Provided text below:

Overview

What is Sift?

Overview

Sift is a unified observability platform built for teams developing and operating complex hardware systems. It provides end-to-end infrastructure and tooling to ingest, store, analyze, and collaborate on high-frequency telemetry and event data—across the full machine lifecycle. Where traditional observability tools are built for IT metrics or software logs, Sift is designed from first principles for modern machines: rockets, aircraft, autonomous vehicles, robotics platforms, and large-scale manufacturing systems. It supports diverse, high-cardinality data types, aligns telemetry across subsystems, and structures information for fast, reliable search, review, and traceability.

Platform

Overview

Sift is composed of three architectural layers: infrastructure, governance, and applications—designed to work independently or together, depending on your needs.

These layers are modular and support flexible deployment models—including managed SaaS, hybrid (on-prem compute with cloud storage), or fully on-premise for classified environments.

Infrastructure layer

Purpose-built ingestion and storage system for structured hardware telemetry.

  • Ingestion: Real-time ingestion of structured (for example, Protobuf, Influx) and unstructured (for example, logs, video) data from test stands, flight systems, or CI pipelines.
  • Streaming stateful analysis: Processes data on the fly using configurable rules and statistical operators—enabling anomaly detection, filtering, and derived signal computation.
  • Managed storage: High-throughput, object-based storage optimized for high-cardinality datasets. Supports schema evolution and time-aligned access.

End of Provided text.

## Exercise requirements
1/ Answer these questions from the Sift overview:
(a) What are the three architectural layers that make up Sift?
(b) Which deployment model does the text give for classified environments?
(c) What two kinds of unstructured data does the ingestion item list as examples?
2/ Print the stretch of the Sift overview from "These layers are" through "or CI pipelines.".

Information shown below:

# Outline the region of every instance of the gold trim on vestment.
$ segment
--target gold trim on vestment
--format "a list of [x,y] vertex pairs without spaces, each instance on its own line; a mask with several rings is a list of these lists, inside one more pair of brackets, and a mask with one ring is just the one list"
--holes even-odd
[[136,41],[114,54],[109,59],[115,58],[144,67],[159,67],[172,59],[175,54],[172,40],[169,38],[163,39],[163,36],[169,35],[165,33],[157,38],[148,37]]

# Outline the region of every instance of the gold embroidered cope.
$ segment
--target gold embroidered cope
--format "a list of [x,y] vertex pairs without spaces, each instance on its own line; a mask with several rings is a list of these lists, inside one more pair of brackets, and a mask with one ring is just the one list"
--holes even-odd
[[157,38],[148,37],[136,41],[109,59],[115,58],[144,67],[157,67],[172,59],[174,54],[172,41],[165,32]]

End of Information shown.

## Answers to each task
1/
(a) Infrastructure, governance, and applications.
(b) Fully on-premise.
(c) Logs and video.

2/
These layers are modular and support flexible deployment models—including managed SaaS, hybrid (on-prem compute with cloud storage), or fully on-premise for classified environments.

Infrastructure layer

Purpose-built ingestion and storage system for structured hardware telemetry.

  • Ingestion: Real-time ingestion of structured (for example, Protobuf, Influx) and unstructured (for example, logs, video) data from test stands, flight systems, or CI pipelines.